***** Source information *****
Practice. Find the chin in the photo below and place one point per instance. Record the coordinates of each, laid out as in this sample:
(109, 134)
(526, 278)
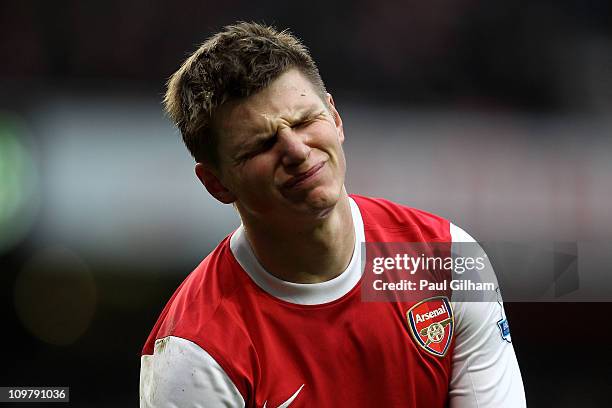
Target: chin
(320, 202)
*****
What needs to be done =>
Word for word, repeat the lines of data above, omitting every picture.

Solution below =>
Practice. Find the chin in the photo below and place one point per instance. Record the coordinates of each, laid out as in this sample:
(109, 134)
(526, 278)
Target: chin
(320, 202)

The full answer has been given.